**Извлечённый текст**

···

К тому времени большинство ссыльных уже жили в бараках без комнат, от торца до торца сплошь заставленных кроватями. В трюмах, вагонзаках и бараках советская власть продуманно лишала людей уединенности и личной жизни, чтобы избавить их от чувства собственного достоинства. «Ваше место у параши», — говорила она им.

В тот год Лидия Никаноровна работала уборщицей — после того как Миша заблудился и его искали в лесу всем поселком. А в таком случае пропасть было просто и тем, кто был в своем уме. Так произошло с одной женщиной, которая, зная, что ее будут искать, стала разрывать свое платье и сорочку, развешивая лоскутки на деревья там, где проходила. И женщину нашли по этим знакам — вернее, то, что от нее осталось… Мишу нашли живым. Но он нуждался в присмотре, он нуждался в надсмотре — всегда: потом, когда жил с Лидией Никаноровной на Вишере, местные пацаны швыряли в кудрявую беззащитную голову камнями, а один раз даже подожгли на нем фуфайку. И кто из них был более лишен рассудка? Бедные, убогие дети, родившиеся в советском лагере…

В пятьдесят третьем ссыльным уже жилось теплее, у иных имелись даже свои дома. И сытнее — был хлеб, прямо на улицах лежали горы сухих кедровых орехов, люди собирали ягоды и яйца уток, а рыбу «черпали из реки ковшами». Одна из женщин, владелица двух коров, начала уговаривать Пашу Кичигину выйти замуж за ее сына. Паша только улыбалась, она думала о другом — о том, как вытащить отсюда мать и братишку на Вишеру.

···

**Задания**
**a.** Кем работала Лидия Никаноровна в тот год, о котором идёт речь в тексте о ссыльных?
**b.** Напишите продолжение текста о ссыльных, начав сразу после его последнего предложения.

**Фрагмент набора данных**
···

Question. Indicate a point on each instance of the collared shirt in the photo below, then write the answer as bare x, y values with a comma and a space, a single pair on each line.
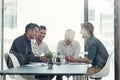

···

**Ответы по заданиям**
**a.** Уборщицей.

**b.**
Погостив в Сибири, запомнив советы бывалых людей, как лучше действовать, она отправилась в обратный путь, который оказался еще труднее, поскольку вышли почти все деньги. В Тюмени ночевала у добрых студенток в общежитии, а водителю такси в поздний час пришлось отдать одеяло. Так и добралась до дому — голодным зайцем. И сразу начала хлопоты по вызволению родных из ссылки, пошла обивать пороги. Потом научили уму — поехала в Верх-Язьву, в колхоз, собирать подписи о том, что сельчане ничего не имеют против возвращения Лидии Никаноровны с сыном из ссылки. «Людей не собрать, иди по домам», — посоветовал ей Пётр Егорович, директор школы. И Паша пошла по домам земляков…

Но в тот год моя бабушка вернуться не успела, поскольку кончилась навигация. Они с Мишей приехали в пятьдесят четвертом и остались жить в городе, поселившись в деревянной будке одной из водокачек. Лидия Никаноровна топила печь, грела трубы, чтобы не перемерзали. Ей исполнилось всего пятьдесят лет, когда она умерла от рака в этой же будке. «У нее не жизнь была, а мучение», — говорит моя мама.

«Дороги, которые ведут в никуда» — так назвала наши лесные лежневки Галина Матвеева. А Женя, муж ее, добавил: «На Вишере снова начали появляться из земли кости…» — «У той самой конбазы, где расстреляли моего деда», — вспомнил я.

Куда вела дорога эта? Расступается земля, темнеет в глазах от белого света, хлынувшего в пустые глазницы прошлого. «Это город тополей и тюрем, это город слёз и тополей», — поет Женя Матвеев.

Поет о матери Марии. Так звали мать Фёдора Щепина, мужа моей сестры Анны.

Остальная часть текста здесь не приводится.